Source data
┌──

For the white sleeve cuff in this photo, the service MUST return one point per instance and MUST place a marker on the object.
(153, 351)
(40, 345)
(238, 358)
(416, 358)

└──

#### TO DO
After reading through the records, retype all of them exactly.

#### RESULT OF THIS EXERCISE
For the white sleeve cuff in this photo, the service MUST return one point per instance and MUST place a marker on the object.
(153, 351)
(40, 345)
(238, 358)
(416, 358)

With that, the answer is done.